:: Requirements ::
Find every line in the items below that contains the string "apartment", treating uppercase and lowercase letters as different, and copy each of those lines.
>> start Extracted records
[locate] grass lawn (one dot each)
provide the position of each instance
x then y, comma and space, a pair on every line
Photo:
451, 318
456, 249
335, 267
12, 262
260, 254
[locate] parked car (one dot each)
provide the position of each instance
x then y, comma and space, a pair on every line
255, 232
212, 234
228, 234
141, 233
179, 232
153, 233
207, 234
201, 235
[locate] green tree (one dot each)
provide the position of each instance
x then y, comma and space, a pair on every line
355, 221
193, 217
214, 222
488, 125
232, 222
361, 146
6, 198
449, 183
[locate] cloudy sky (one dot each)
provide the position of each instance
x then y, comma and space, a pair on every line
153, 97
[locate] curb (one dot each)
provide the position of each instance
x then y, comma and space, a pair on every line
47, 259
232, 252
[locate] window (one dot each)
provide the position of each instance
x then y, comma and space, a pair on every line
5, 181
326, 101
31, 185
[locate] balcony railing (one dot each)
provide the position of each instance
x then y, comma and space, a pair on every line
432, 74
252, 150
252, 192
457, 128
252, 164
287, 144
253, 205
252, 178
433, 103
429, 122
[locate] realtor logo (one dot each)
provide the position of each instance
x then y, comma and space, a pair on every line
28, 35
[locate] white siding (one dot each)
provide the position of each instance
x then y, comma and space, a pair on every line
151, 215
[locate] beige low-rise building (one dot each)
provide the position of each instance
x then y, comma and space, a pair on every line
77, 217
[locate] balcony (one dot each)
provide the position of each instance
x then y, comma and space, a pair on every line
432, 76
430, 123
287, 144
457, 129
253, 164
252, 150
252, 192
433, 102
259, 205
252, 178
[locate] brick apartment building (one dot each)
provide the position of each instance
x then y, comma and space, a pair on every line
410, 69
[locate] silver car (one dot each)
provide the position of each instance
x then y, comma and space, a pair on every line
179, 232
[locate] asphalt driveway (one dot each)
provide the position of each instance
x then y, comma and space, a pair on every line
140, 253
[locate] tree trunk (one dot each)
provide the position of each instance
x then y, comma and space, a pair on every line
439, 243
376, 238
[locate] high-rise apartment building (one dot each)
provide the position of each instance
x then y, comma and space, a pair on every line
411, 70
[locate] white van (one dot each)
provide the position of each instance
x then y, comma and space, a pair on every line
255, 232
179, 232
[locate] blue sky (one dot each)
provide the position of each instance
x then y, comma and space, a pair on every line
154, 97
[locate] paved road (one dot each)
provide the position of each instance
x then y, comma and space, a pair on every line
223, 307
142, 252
>> end Extracted records
>> start Extracted records
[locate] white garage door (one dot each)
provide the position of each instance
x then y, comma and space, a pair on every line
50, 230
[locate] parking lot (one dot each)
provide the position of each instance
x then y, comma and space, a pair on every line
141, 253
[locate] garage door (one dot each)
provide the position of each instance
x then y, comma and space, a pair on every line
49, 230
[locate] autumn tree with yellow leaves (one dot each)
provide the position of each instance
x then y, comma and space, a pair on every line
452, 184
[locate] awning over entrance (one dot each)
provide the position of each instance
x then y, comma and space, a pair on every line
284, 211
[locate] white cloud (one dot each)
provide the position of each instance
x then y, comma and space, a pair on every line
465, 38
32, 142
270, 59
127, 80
>> end Extracted records
:: Reply ::
[locate] brick apartment building (one dot each)
[locate] high-rise apartment building (one dot each)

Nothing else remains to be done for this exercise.